:: DIRECTIONS ::
Repeat the entries exactly as they are written.

:: DATA UNDER STUDY

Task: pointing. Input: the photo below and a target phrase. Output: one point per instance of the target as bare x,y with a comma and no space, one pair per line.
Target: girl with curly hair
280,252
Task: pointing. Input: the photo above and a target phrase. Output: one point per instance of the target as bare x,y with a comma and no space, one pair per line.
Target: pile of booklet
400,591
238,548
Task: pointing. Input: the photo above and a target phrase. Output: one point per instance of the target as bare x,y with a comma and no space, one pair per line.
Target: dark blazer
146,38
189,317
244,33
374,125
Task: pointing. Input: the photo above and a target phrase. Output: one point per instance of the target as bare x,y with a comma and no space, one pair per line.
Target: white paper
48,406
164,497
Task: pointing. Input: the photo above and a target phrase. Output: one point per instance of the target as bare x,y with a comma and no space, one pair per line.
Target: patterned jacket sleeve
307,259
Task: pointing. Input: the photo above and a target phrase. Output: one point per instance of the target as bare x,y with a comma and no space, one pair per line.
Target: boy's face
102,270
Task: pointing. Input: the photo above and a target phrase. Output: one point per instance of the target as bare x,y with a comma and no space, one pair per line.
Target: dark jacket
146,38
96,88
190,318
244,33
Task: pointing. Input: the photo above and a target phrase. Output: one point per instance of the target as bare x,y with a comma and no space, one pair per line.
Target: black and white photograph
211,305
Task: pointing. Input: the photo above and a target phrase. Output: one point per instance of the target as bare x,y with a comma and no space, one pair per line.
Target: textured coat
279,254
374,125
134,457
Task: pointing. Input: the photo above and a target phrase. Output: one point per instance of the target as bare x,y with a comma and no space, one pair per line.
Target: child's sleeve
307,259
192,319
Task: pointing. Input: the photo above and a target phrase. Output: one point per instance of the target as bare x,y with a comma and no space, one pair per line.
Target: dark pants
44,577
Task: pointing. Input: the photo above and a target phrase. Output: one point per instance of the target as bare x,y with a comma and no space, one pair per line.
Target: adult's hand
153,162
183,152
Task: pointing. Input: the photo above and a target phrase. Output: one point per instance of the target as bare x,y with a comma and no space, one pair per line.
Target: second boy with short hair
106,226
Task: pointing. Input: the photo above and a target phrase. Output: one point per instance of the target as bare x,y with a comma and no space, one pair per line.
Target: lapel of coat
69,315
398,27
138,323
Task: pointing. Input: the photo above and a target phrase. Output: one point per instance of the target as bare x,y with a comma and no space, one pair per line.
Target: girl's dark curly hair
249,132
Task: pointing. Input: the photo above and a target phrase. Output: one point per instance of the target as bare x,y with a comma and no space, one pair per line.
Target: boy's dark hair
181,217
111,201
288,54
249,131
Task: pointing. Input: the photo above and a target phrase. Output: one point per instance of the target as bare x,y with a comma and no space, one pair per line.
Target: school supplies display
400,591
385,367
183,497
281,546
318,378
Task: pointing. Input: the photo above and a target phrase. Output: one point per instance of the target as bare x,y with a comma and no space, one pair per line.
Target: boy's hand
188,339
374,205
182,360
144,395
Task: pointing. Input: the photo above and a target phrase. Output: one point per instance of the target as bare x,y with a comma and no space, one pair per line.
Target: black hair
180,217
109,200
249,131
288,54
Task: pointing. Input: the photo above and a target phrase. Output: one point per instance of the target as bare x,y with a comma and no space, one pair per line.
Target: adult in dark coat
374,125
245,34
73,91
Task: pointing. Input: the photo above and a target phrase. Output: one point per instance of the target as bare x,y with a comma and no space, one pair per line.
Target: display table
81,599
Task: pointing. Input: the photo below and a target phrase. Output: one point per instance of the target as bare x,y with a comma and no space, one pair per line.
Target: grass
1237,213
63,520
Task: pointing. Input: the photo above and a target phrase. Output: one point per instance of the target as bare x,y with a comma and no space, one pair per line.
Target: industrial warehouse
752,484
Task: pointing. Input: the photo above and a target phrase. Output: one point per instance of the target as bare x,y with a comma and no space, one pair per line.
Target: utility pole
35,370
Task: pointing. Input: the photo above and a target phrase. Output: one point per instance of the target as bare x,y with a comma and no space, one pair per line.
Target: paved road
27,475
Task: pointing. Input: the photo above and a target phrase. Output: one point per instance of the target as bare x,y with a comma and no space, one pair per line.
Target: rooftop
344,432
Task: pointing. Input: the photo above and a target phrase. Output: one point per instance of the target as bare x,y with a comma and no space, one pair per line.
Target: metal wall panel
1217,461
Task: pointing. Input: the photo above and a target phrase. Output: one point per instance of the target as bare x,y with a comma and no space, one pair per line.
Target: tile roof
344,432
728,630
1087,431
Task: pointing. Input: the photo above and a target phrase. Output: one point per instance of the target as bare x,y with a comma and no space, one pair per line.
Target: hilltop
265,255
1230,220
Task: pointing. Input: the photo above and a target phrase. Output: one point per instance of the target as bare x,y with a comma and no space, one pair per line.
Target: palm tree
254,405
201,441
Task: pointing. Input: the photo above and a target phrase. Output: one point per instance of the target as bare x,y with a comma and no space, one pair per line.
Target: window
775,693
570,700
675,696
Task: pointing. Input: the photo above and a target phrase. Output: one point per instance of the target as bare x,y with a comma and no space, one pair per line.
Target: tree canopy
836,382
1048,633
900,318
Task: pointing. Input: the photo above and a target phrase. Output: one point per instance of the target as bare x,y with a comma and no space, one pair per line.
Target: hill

::::

:: RESPONSE FOR THIS EXERCISE ::
Task: pointing. Input: the photo below and a target phrase. Output: one point per instance of the target as bare x,y with a comma and no space, one pair per line.
Target: girl with curly hair
280,252
Task: pointing. Input: the photo above and a target phrase. Output: one point per instance of the target as bare x,y with a comma and no space, one pair per line.
Target: pile of booklet
400,591
238,548
Task: pointing. Input: the photo above and a target phrase. Output: one point per instance of the target as bare x,y with a comma and no space, one pair per line.
Target: dark blazer
146,38
189,317
244,33
374,125
Task: pointing. Input: the photo above and a target phrase. Output: one point per instance of the target as bare x,y with a comma and no space, one pair per line.
Target: white paper
48,406
164,497
Task: pointing. Input: the photo above and a target phrase. Output: one point per instance of the target as bare x,y with a comma and no space, one pair per line.
Target: patterned jacket sleeve
307,259
Task: pointing. Input: the photo above and a target phrase. Output: one point per instance of the target as bare x,y with a comma and no space, one pair per line.
Target: boy's face
102,270
Task: pointing. Input: the photo above and a target phrase. Output: one point per instance of the target as bare x,y with a comma and no space, one pair per line.
Target: dark jacket
146,38
96,88
190,318
244,33
Task: pointing. Input: the photo above and a target phrase. Output: one point per instance of the target as bare x,y with a comma and no space, one pair per line.
Target: black and white photograph
211,305
Task: pointing. Input: the photo above and a target phrase. Output: one point per instance of the target as bare x,y with a comma and no space, one pair per line.
Target: textured coat
279,254
374,125
134,457
Task: pointing. Input: the photo above and a target phrase. Output: one point per instance of the target as bare x,y with a comma and no space, one pair per line.
Target: child's sleeve
307,259
192,319
Task: pointing. Input: the photo above and a target phrase. Output: one point per instance of the target as bare x,y with a comma and no space, one pair per line.
Target: dark pants
44,577
Task: pointing. Input: the photo above and a target phrase. Output: one point per instance of the target as bare x,y with a comma and no space, one pair per line.
Target: adult's hand
153,162
183,152
Task: pointing. Input: the photo above and a target phrase. Output: one point per instance of the target as bare x,y with a comma and no space, one pair per line.
Target: second boy with short hair
106,226
Task: pointing. Input: the photo above and a target phrase. Output: one point per instance of the target as bare x,y with a comma and no space, one pair per line.
Target: lapel of coat
69,315
398,27
138,323
Task: pointing. Input: the photo above and a target phrase. Output: one point per instance of the target as bare x,y with a comma and no space, one pair per line.
Target: girl's dark curly hair
249,132
Task: pointing. Input: the photo above and a target phrase. Output: one point per instance of the target as bare x,y with a comma and no space, one pair per line.
Target: boy's dark hair
181,217
111,201
288,54
249,131
Task: pointing. Input: the photo above and a target phrase. Output: one point per instance of the target as bare x,y with a comma and no space, one pair per line.
Target: school supplies display
400,591
385,367
183,497
281,546
318,378
Task: pointing. Input: the photo above and a target phrase. Output: one point per instance of the target as bare x,y with a comma and no space, one pair per line.
Target: boy's hand
188,339
374,205
182,360
144,395
Task: pointing. Input: the photo above and a target phrase. Output: one point per instance of the target as bare x,y with a comma and no space, one pair per line.
Target: black hair
180,217
109,200
249,131
288,54
Task: pointing. Input: the photo above and a target phrase. Output: one point per instance of the target as bare x,y with a comma and no space, one pair per line.
Target: adult in dark coat
374,125
245,34
73,91
Task: pointing. Input: the photo above and a target phrase. Output: one point per instance of the target as bare x,y with a comma and no space, one pair per line.
Target: display table
81,599
Task: pointing. Input: the photo below and a target phrase. Output: one point per instance of the target as bare x,y with a comma and no space, one pair per line.
Target: grass
1237,213
63,520
Task: pointing. Input: the photo above and a target phrase. Output: one point per instance of the target as bare x,y with a comma and no space, one pair per line.
Target: industrial warehouse
752,484
Task: pointing. Input: the photo above and a target phrase. Output: one point per instance of the target as bare x,y with a comma and no space, one pair per line.
Target: utility pole
35,370
Task: pointing. Input: the photo above and a target phrase. Output: one point per instance of the target as bare x,y with a comma and no space, one pair per line.
Target: paved road
27,475
Task: pointing. Input: the photo above and a target phrase. Output: one point per instance of the target as bare x,y with a comma and no space, one pair per line.
Target: rooftop
344,432
Task: pointing. Input: the photo above and a target phrase. Output: one point per instance of the target as bare x,y with a comma and no space, one pair per line.
Target: metal wall panel
1217,461
Task: pointing. Input: the photo above and a target phrase. Output: one point per instance of the target as bare x,y with a comma and no space, one pair per line.
Target: tile roof
344,432
728,630
1087,431
Task: pointing. Input: the photo above and a target phrase. Output: one point per instance of the target as bare x,y with a comma and no space, one pair per line.
Target: hilltop
265,255
1230,220
Task: pointing. Input: the photo above and a target phrase. Output: one point per instance of the target as bare x,y with a comma and no space, one pair per line.
Target: palm tree
254,405
201,441
Task: pointing. Input: the photo above and a target phrase. Output: one point per instance of the target as bare x,y with a comma and no space, one pair per line.
Target: window
775,693
570,700
675,696
Task: pointing. Input: the photo above and a target phrase. Output: one point per instance of the target as bare x,y with a comma and no space, one pair per line.
Target: tree canopy
836,382
1048,633
900,318
Task: pointing. Input: the photo above and a target phrase. Output: one point per instance of the target as bare x,y with a comma and no space, one pair per line.
Target: hill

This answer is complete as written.